◆ **Requirement 1**:
Answer these from the article about the forensic science conference, one answer a line:
(a) In what town was the 49th annual conference held?
(b) How many Bay Path undergraduates went with Dr. Sandra Haddad?
(c) Which alumna presented her WiSH research project at the meeting?
◆ **Requirement 2**: Continue the article about the forensic science conference after its last sentence.

◆ **Source document**:

··········

There’s no cameras. There’s no famous television stars finding a piece of obscure evidence. And the cases are not conveniently solved in 60 minutes. Rather, the Northeastern Association of Forensic Scientists Conference (NEAFS) is where the forensic scientists roll up their sleeves and discuss and discover the latest techniques and best practices in the field of scientific investigation.
The 49th annual conference was a gathering of over 300 people from crime labs, research facilities, and higher education from New England, New York, New Jersey, and Pennsylvania. Held in Groton, CT, the conference’s proximity was a bonus for Bay Path students in the forensic science major.
Dr. Sandra Haddad and 11 Bay Path undergraduates made the trek to see real-world forensics in action. Also attending were a number of Bay Path alumni who have been making their mark in the field.
“Attending the Annual Meeting of the Northeastern Association of Forensic Scientists with our current Bay Path students and meeting our alumni at the meeting was an incredible experience,” states Dr. Sandra Haddad. “It was so rewarding to witness the students' excitement as they absorbed new ideas and made connections between their coursework and the real-world. I am also proud of our alumni, Faith Ruggeiro '22, who presented her WiSH research project at the meeting, and Lisa Sikop '21, Lydia Clifford '21, and Amanda Araujo '17.
The best testimonial for the experience came from Worcester, MA, native and forensic science major Marisa Harris '27.

··········

◆ **Study material**:
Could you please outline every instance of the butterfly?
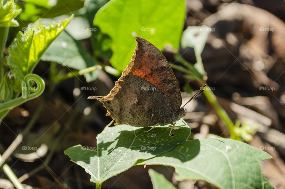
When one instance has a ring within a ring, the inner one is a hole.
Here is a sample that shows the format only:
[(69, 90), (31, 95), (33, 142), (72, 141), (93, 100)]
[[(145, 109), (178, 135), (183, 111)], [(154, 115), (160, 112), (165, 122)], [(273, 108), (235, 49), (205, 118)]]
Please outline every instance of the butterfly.
[(162, 53), (142, 37), (135, 36), (137, 45), (131, 62), (105, 96), (89, 97), (107, 109), (106, 115), (116, 123), (153, 127), (172, 124), (183, 117), (182, 99), (177, 81)]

··········

◆ **Final answer 1**:
(a) Groton, CT
(b) 11
(c) Faith Ruggeiro '22

◆ **Final answer 2**:
“The experience at NEAFS was amazing! It was wonderful to be able to connect with other students and professionals in the field of forensics. I always knew I wanted to continue working in labs, and being able to converse face-to-face with crime lab technicians truly solidified my decision; it was a safe place to ask any questions. One thing I learned during the conference, which I know many others found interesting as well, was the occurrence of chimeric DNA. A chimeric DNA profile, in short, is an individual's DNA profile that indicates cells from two different sources. An example of this could be an individual who received a bone marrow transplant - their blood work may indicate one profile (for example, male), while their buccal swab indicates another (for example, female). While both tests are from the same person, the results of these tests reflect their DNA as two different individuals due to the bone marrow transplant. All in all, it was a tremendously unique experience that I am extremely grateful to have had the privilege of attending.”
Dr. Haddad and the students also extend a big “thank you” to Dean Peter Testori, Jodie Baker, and the Academic Resources Division for providing funds to help our students attend the meeting.